Reproduce every line of the listing below word for word, leaving out the pictures.

-- BEGIN DATA PROVIDED --

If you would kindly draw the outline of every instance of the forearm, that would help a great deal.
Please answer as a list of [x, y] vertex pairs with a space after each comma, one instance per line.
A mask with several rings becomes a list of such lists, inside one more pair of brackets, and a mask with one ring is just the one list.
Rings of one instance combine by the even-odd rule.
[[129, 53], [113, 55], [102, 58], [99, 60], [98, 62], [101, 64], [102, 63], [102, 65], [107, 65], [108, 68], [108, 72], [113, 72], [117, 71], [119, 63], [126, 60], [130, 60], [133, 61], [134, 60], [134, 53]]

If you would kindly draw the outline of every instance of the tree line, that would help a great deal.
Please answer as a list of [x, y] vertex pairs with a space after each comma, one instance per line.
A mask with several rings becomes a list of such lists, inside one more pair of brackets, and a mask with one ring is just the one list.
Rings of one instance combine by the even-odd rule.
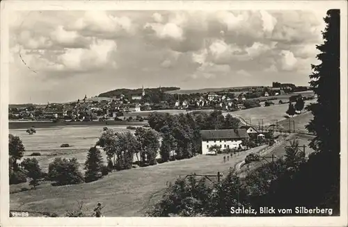
[[160, 155], [163, 162], [190, 158], [201, 153], [201, 130], [237, 129], [240, 121], [222, 112], [169, 115], [154, 112], [148, 124], [162, 135]]
[[321, 52], [317, 57], [322, 62], [312, 65], [310, 76], [317, 102], [306, 107], [314, 115], [306, 128], [316, 135], [309, 145], [315, 152], [305, 158], [294, 141], [285, 149], [284, 159], [263, 165], [245, 178], [231, 171], [211, 187], [204, 180], [178, 178], [148, 215], [238, 216], [230, 212], [230, 208], [242, 205], [256, 210], [271, 206], [293, 210], [300, 206], [329, 208], [331, 214], [317, 215], [340, 215], [340, 10], [329, 10], [324, 21], [324, 42], [317, 46]]

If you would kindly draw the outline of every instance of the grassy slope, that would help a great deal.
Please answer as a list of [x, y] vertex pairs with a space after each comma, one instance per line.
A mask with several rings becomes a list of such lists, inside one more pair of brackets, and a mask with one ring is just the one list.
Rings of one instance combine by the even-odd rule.
[[[293, 135], [289, 137], [290, 140], [293, 140], [296, 139], [299, 140], [299, 144], [301, 146], [306, 145], [306, 147], [305, 149], [305, 152], [306, 156], [308, 155], [310, 153], [313, 152], [314, 150], [308, 147], [308, 144], [311, 140], [311, 139], [313, 138], [313, 136], [310, 135]], [[273, 155], [277, 156], [276, 158], [283, 158], [285, 155], [285, 146], [290, 146], [290, 142], [287, 142], [283, 144], [281, 144], [279, 147], [276, 148], [274, 150], [271, 150], [270, 152], [267, 153], [266, 154], [263, 155], [262, 156], [267, 156], [270, 157]], [[301, 148], [302, 150], [302, 148]], [[271, 158], [265, 158], [267, 161], [268, 162], [271, 162]], [[250, 171], [251, 169], [255, 169], [257, 167], [260, 167], [262, 164], [267, 163], [267, 161], [264, 160], [262, 160], [261, 162], [252, 162], [248, 165], [244, 165], [241, 168], [241, 171], [244, 172], [242, 174], [241, 174], [241, 176], [245, 176], [245, 171]]]
[[143, 216], [149, 205], [161, 198], [161, 191], [167, 182], [178, 176], [214, 174], [226, 175], [228, 167], [245, 158], [250, 152], [244, 152], [223, 163], [223, 155], [198, 155], [145, 168], [133, 169], [110, 174], [102, 179], [77, 185], [52, 187], [10, 194], [10, 208], [28, 211], [56, 212], [60, 215], [73, 209], [78, 201], [84, 201], [88, 210], [97, 202], [105, 205], [104, 212], [109, 217]]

-- END DATA PROVIDED --

→ PROBLEM SOLUTION:
If you would kindly draw the outline of every instance of the forearm, that would help a great deal.
Please answer as a list of [x, y] vertex pairs with a space after each comma, one instance per line.
A mask with several rings becomes a list of such lists, inside one more pair of brackets, and a mask with one ring is just the one list.
Rings of one instance combine by the even-odd rule.
[[129, 53], [113, 55], [102, 58], [99, 60], [98, 62], [101, 64], [102, 63], [102, 65], [107, 65], [108, 68], [108, 72], [113, 72], [117, 71], [119, 63], [126, 60], [130, 60], [133, 61], [134, 60], [134, 53]]

If you would kindly draw the outline of every instance of the tree line, that would help a great deal.
Please answer as a list of [x, y] vertex pairs with a space after each comma, one instance per line.
A mask with several rings becomes a list of such lists, inside one more pair of brackets, and a mask with one ring is just the one list.
Rings of one instance combine by the even-odd rule.
[[160, 155], [163, 162], [190, 158], [201, 153], [201, 130], [237, 129], [240, 121], [222, 112], [169, 115], [154, 112], [148, 124], [162, 135]]
[[321, 52], [317, 57], [322, 62], [312, 65], [310, 76], [317, 102], [306, 107], [314, 115], [306, 128], [316, 135], [309, 145], [315, 152], [305, 158], [294, 141], [285, 149], [284, 159], [263, 165], [245, 178], [231, 171], [211, 187], [204, 180], [178, 178], [148, 215], [238, 216], [230, 212], [230, 208], [242, 205], [256, 210], [271, 206], [293, 210], [300, 206], [329, 208], [331, 214], [317, 215], [340, 215], [340, 10], [329, 10], [324, 21], [324, 42], [317, 46]]

If you would kindly draw the outline of every instance of the grassy slope, that would help a great deal.
Please answer as a list of [x, y] vertex pairs with a space after each comma, one instance per line.
A mask with several rings becomes a list of such lists, inside one more pair of brackets, and a mask with one ring is just the one list.
Rings of one instance combine by the even-odd rule.
[[[293, 135], [289, 137], [290, 140], [293, 140], [296, 139], [299, 140], [299, 144], [301, 146], [306, 145], [306, 147], [305, 149], [305, 152], [306, 156], [308, 155], [310, 153], [313, 152], [314, 150], [308, 147], [308, 144], [311, 140], [311, 139], [313, 138], [313, 136], [310, 135]], [[273, 155], [277, 156], [276, 158], [283, 158], [285, 155], [285, 146], [290, 146], [290, 142], [287, 142], [283, 144], [281, 144], [279, 147], [276, 148], [274, 150], [271, 150], [270, 152], [267, 153], [266, 154], [263, 155], [262, 156], [267, 156], [270, 157]], [[301, 148], [302, 150], [302, 148]], [[271, 158], [265, 158], [267, 161], [268, 162], [271, 162]], [[250, 171], [251, 169], [255, 169], [257, 167], [260, 167], [262, 164], [267, 163], [267, 161], [264, 160], [262, 160], [261, 162], [252, 162], [248, 165], [244, 165], [241, 168], [241, 171], [244, 172], [242, 174], [241, 174], [241, 176], [245, 176], [245, 171]]]
[[143, 216], [149, 205], [161, 198], [161, 191], [167, 182], [178, 176], [214, 174], [226, 175], [228, 167], [245, 158], [250, 152], [244, 152], [223, 163], [223, 155], [198, 155], [145, 168], [133, 169], [110, 174], [102, 179], [77, 185], [52, 187], [10, 194], [10, 208], [28, 211], [56, 212], [60, 215], [73, 209], [78, 201], [84, 201], [88, 210], [97, 202], [105, 205], [104, 212], [109, 217]]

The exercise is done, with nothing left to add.